▶ Listing
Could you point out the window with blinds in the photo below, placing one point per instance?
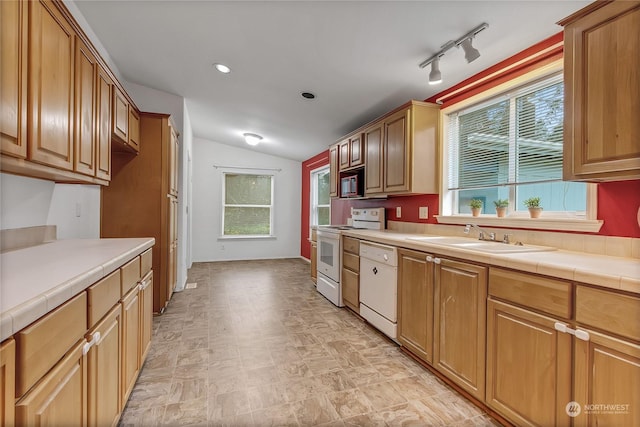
(510, 147)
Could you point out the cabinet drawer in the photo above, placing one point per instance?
(130, 275)
(103, 296)
(351, 245)
(608, 311)
(350, 261)
(540, 293)
(40, 346)
(145, 262)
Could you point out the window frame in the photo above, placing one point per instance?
(313, 197)
(271, 234)
(517, 219)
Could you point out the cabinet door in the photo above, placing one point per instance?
(130, 341)
(397, 153)
(134, 129)
(415, 303)
(373, 141)
(120, 116)
(7, 382)
(60, 398)
(103, 124)
(528, 366)
(607, 372)
(356, 157)
(344, 155)
(51, 66)
(84, 116)
(602, 79)
(333, 171)
(104, 371)
(146, 315)
(460, 324)
(13, 75)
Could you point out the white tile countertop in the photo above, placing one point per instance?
(601, 270)
(35, 280)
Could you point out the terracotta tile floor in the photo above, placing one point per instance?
(255, 344)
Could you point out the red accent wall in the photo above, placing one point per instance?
(313, 163)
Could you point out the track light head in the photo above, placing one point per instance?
(470, 53)
(435, 76)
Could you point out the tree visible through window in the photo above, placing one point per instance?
(248, 205)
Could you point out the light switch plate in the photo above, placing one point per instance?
(423, 212)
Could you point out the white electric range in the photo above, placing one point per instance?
(330, 250)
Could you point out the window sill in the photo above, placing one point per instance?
(246, 237)
(556, 224)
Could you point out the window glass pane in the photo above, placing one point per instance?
(247, 189)
(247, 221)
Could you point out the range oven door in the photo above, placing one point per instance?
(329, 254)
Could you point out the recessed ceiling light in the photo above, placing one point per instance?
(252, 138)
(222, 68)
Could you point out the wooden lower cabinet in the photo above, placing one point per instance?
(60, 397)
(415, 303)
(130, 341)
(104, 371)
(460, 296)
(7, 382)
(528, 366)
(606, 379)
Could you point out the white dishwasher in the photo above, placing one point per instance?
(379, 286)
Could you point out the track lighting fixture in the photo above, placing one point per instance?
(470, 53)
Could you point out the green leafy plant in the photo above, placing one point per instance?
(532, 202)
(475, 203)
(501, 203)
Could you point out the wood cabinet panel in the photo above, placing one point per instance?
(7, 382)
(528, 366)
(104, 371)
(60, 398)
(415, 303)
(460, 294)
(607, 372)
(40, 346)
(84, 120)
(602, 86)
(540, 293)
(13, 78)
(51, 81)
(103, 124)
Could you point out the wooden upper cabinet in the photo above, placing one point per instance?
(120, 116)
(333, 170)
(13, 74)
(134, 129)
(84, 117)
(103, 124)
(602, 88)
(51, 80)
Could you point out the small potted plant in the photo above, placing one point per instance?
(476, 206)
(501, 207)
(533, 204)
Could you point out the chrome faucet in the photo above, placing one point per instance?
(481, 233)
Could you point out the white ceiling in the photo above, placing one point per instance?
(360, 58)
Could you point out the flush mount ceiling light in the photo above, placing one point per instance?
(222, 68)
(252, 138)
(471, 53)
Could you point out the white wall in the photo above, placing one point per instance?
(207, 204)
(28, 202)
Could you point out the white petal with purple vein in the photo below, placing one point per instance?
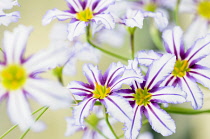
(160, 121)
(194, 94)
(83, 110)
(159, 70)
(55, 13)
(48, 93)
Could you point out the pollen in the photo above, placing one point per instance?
(142, 97)
(204, 9)
(85, 15)
(13, 77)
(100, 91)
(181, 68)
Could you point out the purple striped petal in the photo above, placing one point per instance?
(80, 88)
(135, 125)
(48, 93)
(134, 18)
(105, 19)
(147, 57)
(173, 42)
(75, 29)
(199, 50)
(82, 110)
(113, 72)
(117, 105)
(92, 74)
(159, 70)
(55, 13)
(169, 95)
(194, 94)
(160, 121)
(201, 76)
(14, 43)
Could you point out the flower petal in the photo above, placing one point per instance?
(135, 125)
(159, 70)
(48, 93)
(6, 19)
(19, 111)
(92, 74)
(199, 50)
(14, 43)
(106, 19)
(47, 59)
(169, 95)
(160, 121)
(194, 94)
(80, 88)
(75, 29)
(117, 105)
(147, 57)
(71, 128)
(82, 110)
(55, 13)
(173, 41)
(201, 76)
(134, 18)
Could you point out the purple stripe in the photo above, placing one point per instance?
(158, 118)
(118, 107)
(156, 74)
(190, 92)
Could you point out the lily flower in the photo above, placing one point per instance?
(19, 78)
(102, 88)
(187, 70)
(145, 97)
(81, 13)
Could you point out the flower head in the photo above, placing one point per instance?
(101, 88)
(19, 78)
(81, 14)
(145, 97)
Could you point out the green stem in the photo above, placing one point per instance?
(96, 129)
(156, 37)
(101, 49)
(186, 111)
(37, 118)
(108, 123)
(176, 12)
(13, 127)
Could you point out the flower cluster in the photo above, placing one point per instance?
(145, 87)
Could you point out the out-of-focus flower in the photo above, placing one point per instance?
(101, 88)
(6, 19)
(81, 14)
(145, 97)
(199, 26)
(19, 78)
(95, 119)
(187, 70)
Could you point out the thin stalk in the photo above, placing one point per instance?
(176, 12)
(96, 129)
(37, 118)
(101, 49)
(13, 127)
(108, 123)
(186, 111)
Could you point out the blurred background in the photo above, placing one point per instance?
(32, 12)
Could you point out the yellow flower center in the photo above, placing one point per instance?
(150, 7)
(204, 9)
(181, 68)
(100, 91)
(142, 97)
(13, 77)
(85, 15)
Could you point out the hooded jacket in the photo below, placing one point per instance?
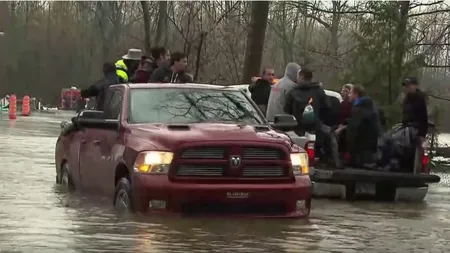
(278, 93)
(298, 97)
(363, 127)
(166, 75)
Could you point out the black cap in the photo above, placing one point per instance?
(410, 80)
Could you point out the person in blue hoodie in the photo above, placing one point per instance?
(363, 128)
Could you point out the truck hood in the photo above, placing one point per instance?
(169, 137)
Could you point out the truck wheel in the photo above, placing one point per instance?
(66, 178)
(123, 196)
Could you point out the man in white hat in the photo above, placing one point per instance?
(128, 64)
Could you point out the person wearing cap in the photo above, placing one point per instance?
(414, 108)
(100, 88)
(261, 88)
(126, 67)
(176, 73)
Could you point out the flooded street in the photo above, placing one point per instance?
(36, 217)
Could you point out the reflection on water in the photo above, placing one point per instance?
(36, 217)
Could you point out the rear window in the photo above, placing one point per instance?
(168, 105)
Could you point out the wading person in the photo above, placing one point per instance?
(277, 97)
(175, 73)
(309, 93)
(129, 63)
(363, 128)
(260, 89)
(415, 115)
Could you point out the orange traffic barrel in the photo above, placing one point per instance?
(12, 107)
(26, 106)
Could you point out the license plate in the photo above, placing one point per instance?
(365, 189)
(237, 195)
(325, 174)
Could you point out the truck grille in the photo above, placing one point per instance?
(203, 153)
(263, 171)
(262, 153)
(199, 171)
(214, 161)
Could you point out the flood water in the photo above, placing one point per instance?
(36, 217)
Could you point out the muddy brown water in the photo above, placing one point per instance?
(35, 216)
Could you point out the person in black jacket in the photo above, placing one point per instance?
(414, 108)
(100, 88)
(296, 101)
(173, 74)
(260, 90)
(363, 128)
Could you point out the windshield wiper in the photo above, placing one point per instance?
(220, 121)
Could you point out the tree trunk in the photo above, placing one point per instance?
(146, 14)
(255, 39)
(162, 22)
(399, 49)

▶ What to produce
Rewrite the stretch from the line containing "Could you point out the muddy" through the end of the items, keeping every line and shifting each coordinate in the answers by -50.

▶ Reply to the task
Could you point out the muddy brown water in the photo above, placing one point per instance?
(-15, 166)
Could you point out the person in black jacket in the photo above, placing one point per instance?
(364, 58)
(50, 38)
(246, 51)
(123, 24)
(210, 40)
(313, 78)
Could you point out the windshield wiper in the photo above, placing one point per instance?
(170, 71)
Could you point out the tree trunk in the photo above, placing one point per instance?
(96, -36)
(205, -11)
(112, -28)
(349, -1)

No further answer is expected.